# Uber in Phoenix cheating riders or drivers?



## Travis B (Oct 3, 2014)

With 15 baseball teams in Spring Training here in the Phoenix area, Uber often shows several different locations having surge pricing. That being the case, I have driven to the middle of a surge area and get NO pings. I then drive around that surge area, NO pings. Also, I try driving from that surge area to the surge location that is connected to it, and still NO pings.

Consider the following as possibilities.

A - The areas are showing surge prices being charged to the riders, but there really is not surge demand. The extra Uber drivers in that area are really not needed. Uber is just increasing their profits by charging surge prices on the trips that are being taken.

B - Uber actually does have the surge demand, but for whatever reason, I am not getting the pings.

*Does anyone know if Uber will "black ball" a driver and their access to trips is limited in some way?*

*Might there be a technical reason why I am not getting the trips?*

When I email Uber about this, I get the standard "cut and paste answer" that does not answer my question.

When I go to the local Uber office and talk to someone, they are of no help.

Does anyone have any ideas on this?

Any help on this will be appreciated!!!

Travis B


----------



## ElectroFuzz (Jun 10, 2014)

C - when there is a surge passengers wait for it to be over.
Don't believe me? Fire up Lyft, when Uber surges Lyft pings like crazy.


----------



## scrurbscrud (Sep 11, 2014)

Travis B said:


> With 15 baseball teams in Spring Training here in the Phoenix area, Uber often shows several different locations having surge pricing. That being the case, I have driven to the middle of a surge area and get NO pings. I then drive around that surge area, NO pings. Also, I try driving from that surge area to the surge location that is connected to it, and still NO pings.
> 
> Consider the following as possibilities.
> 
> B - Uber actually does have the surge demand, but for whatever reason, I am not getting the pings.


I'd guess B. I've often wondered if new drivers get more pimp and pump action to keep them up and running longer before they burn out. I think they know longer term drivers are going to be the first to bail on the next Uber adverse driver actions/price cuts.

I've wondered if Lyft is the same. After this latest onboarding effort I feel like I've been relegated to driver hell. Longer ping distances than prior. Pax with heavier lifting requirements. Definitely LESS pay run rates. All smacks of a coming price smackdown to me.


----------



## UberHammer (Dec 5, 2014)

Travis B said:


> *Might there be a technical reason why I am not getting the trips?*


Your profile says you're in New York. Are you sure you're in Phoenix? Do you like drugs?


----------



## remy (Apr 17, 2014)

Can you believe this that Uber will turn on the heat map to get more drivers out and there is no high demand but only to give coverage just in case high demand arise?


----------



## johnywinslow (Oct 30, 2014)

just turn on your RIDER ap during a surge. it tells you there is a surge how much per mile and minute, at the bottom is an "Email me when the surge is over" button. Id assume 90% of riders use this option, I know I would. late nights is when they are drunk and just don't care. My rule is simply unless there is a big event or its after 0100 in the morning, surge does little to nothing for you! don't chase the red, it NEVER works, best thing to do is pay attention to were it turns red the most and cam out there on a regular basis.


----------



## Super G (Jan 28, 2015)

Travis B said:


> With 15 baseball teams in Spring Training here in the Phoenix area, Uber often shows several different locations having surge pricing. That being the case, I have driven to the middle of a surge area and get NO pings. I then drive around that surge area, NO pings. Also, I try driving from that surge area to the surge location that is connected to it, and still NO pings.

- STORED ROWS
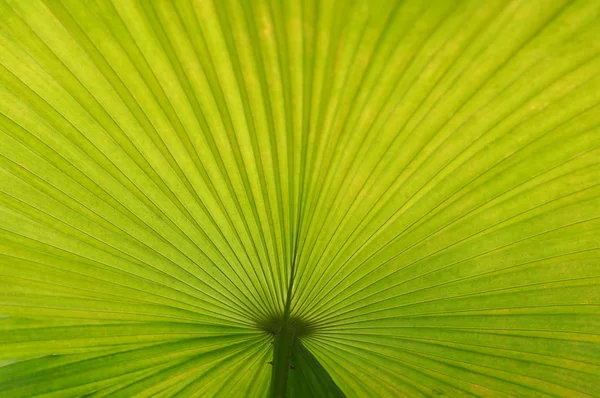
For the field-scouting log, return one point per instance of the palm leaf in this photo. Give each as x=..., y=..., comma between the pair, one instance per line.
x=300, y=197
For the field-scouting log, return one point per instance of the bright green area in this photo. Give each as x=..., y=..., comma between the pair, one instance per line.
x=427, y=173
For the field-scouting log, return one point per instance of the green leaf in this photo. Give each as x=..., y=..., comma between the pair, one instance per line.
x=309, y=198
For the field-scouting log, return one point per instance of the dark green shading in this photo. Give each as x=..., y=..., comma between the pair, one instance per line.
x=307, y=377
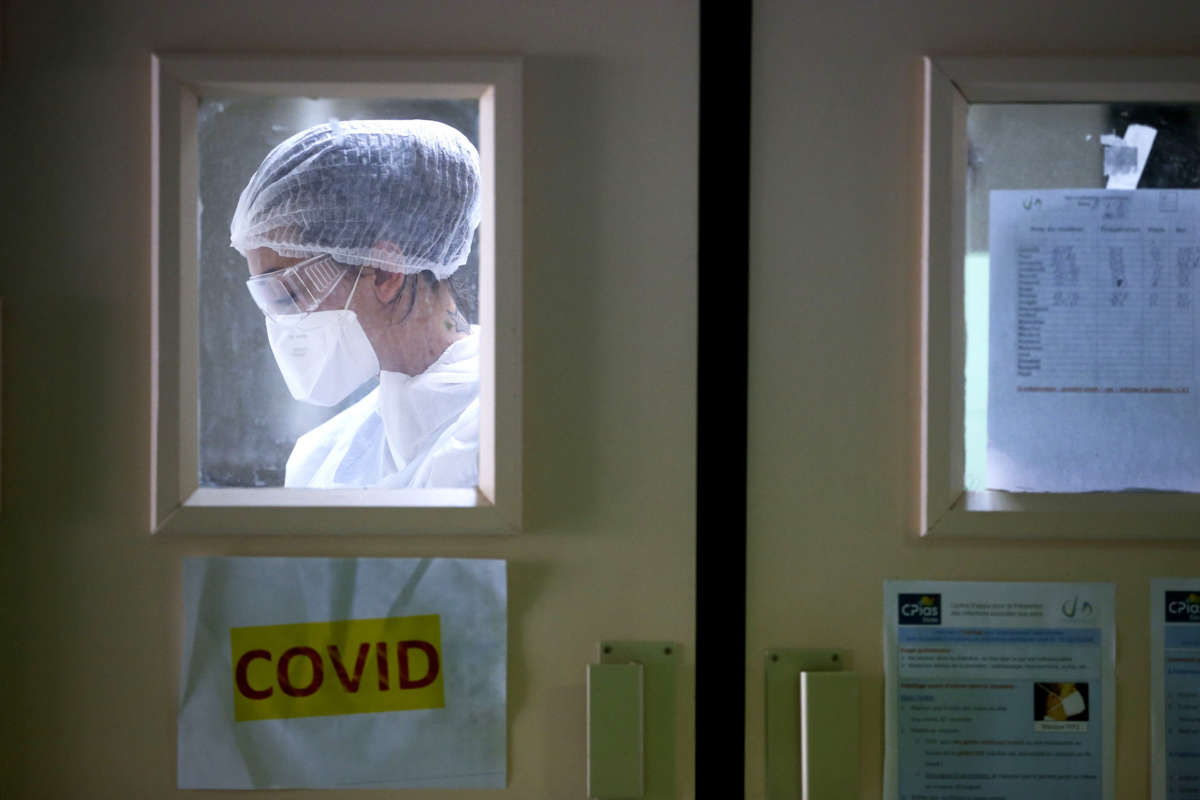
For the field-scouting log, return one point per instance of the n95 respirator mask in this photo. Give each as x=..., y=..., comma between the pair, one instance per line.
x=324, y=355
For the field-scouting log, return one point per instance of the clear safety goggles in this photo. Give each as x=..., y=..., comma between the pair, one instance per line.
x=297, y=289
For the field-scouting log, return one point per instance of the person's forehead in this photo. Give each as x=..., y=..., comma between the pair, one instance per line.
x=264, y=259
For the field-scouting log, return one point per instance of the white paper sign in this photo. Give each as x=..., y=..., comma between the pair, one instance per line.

- WHAT YOU NEED TO DO
1/ In the listing, number the lines of the part that starts with the line containing "of the bright" and ends with the line containing "x=297, y=289", with both of those lines included. Leave out blank lines and the pictures.
2/ Continue the forum thread about Uber surge pricing in Phoenix from the point where it stops.

- ANSWERS TO THE PROBLEMS
1/
1. For the field-scouting log, return one point per instance of the bright green area in this photo. Give each as x=..., y=..., comma between the pair, one instance per line.
2. x=427, y=173
3. For the field-scouting log, return one point per instance of the green leaf in this photo. Give each as x=..., y=..., comma between the pair, one instance per line.
4. x=309, y=198
5. For the field-scouting log, return one point per instance of the dark green shading in this photo. Give each as x=..., y=..., comma between the pair, one instance per line.
6. x=307, y=377
7. For the field-scouting log, return one point per instance of the n95 respirator mask in this photo. Give each as x=..., y=..., comma between the pair, one instance per line.
8. x=324, y=355
9. For the field-scouting log, return one point per instance of the clear safety goggles in this photo. Give each as x=..., y=..., comma between the pair, one instance per line.
10. x=297, y=289

2/
> 
> Consider the following as possibilities.
> 
> ...


They definitely control everything, if not black ball. A while ago a few of my co-workers(full time job) and I were driving for Uber. We were all in a guarantee status(so I thought) and I was sitting still so I called my co-workers who seemed to be busy each time I called them. I finally asked where they were to get all these pings & we were often in the same area. I figured oh well I'm on a guarantee so it's not going to affect me too much. Fast forward to when it was time to get paid, I was very short. I questioned Uber & they said I failed to meet the minimum hour requirements for the guarantee. I thought I had to be logged on for at least 2 hours during the specified period in the specified area as they had done on Thursday nights each week for several weeks prior to this, however they changed it to 2.5 hours. I logged on 2 hours before the end of the guarantee so it was impossible to meet the minimum qualification for a guarantee. Uber knew this so they did not give me many riders like they gave my co-workers because they(Uber) would have to pay my co-workers a certain amount per hour if the co-workers didn't get it in fares, whereas Uber wouldn't have to pay me anything as I didn't qualify for the guarantee. This theory was tested a few more times with my co-workers and myself.


----------



## scrurbscrud (Sep 11, 2014)

Super G said:


> They definitely control everything, if not black ball. A while ago a few of my co-workers(full time job) and I were driving for Uber. We were all in a guarantee status(so I thought) and I was sitting still so I called my co-workers who seemed to be busy each time I called them. I finally asked where they were to get all these pings & we were often in the same area. I figured oh well I'm on a guarantee so it's not going to affect me too much. Fast forward to when it was time to get paid, I was very short. I questioned Uber & they said I failed to meet the minimum hour requirements for the guarantee. I thought I had to be logged on for at least 2 hours during the specified period in the specified area as they had done on Thursday nights each week for several weeks prior to this, however they changed it to 2.5 hours. I logged on 2 hours before the end of the guarantee so it was impossible to meet the minimum qualification for a guarantee. Uber knew this so they did not give me many riders like they gave my co-workers because they(Uber) would have to pay my co-workers a certain amount per hour if the co-workers didn't get it in fares, whereas Uber wouldn't have to pay me anything as I didn't qualify for the guarantee. This theory was tested a few more times with my co-workers and myself.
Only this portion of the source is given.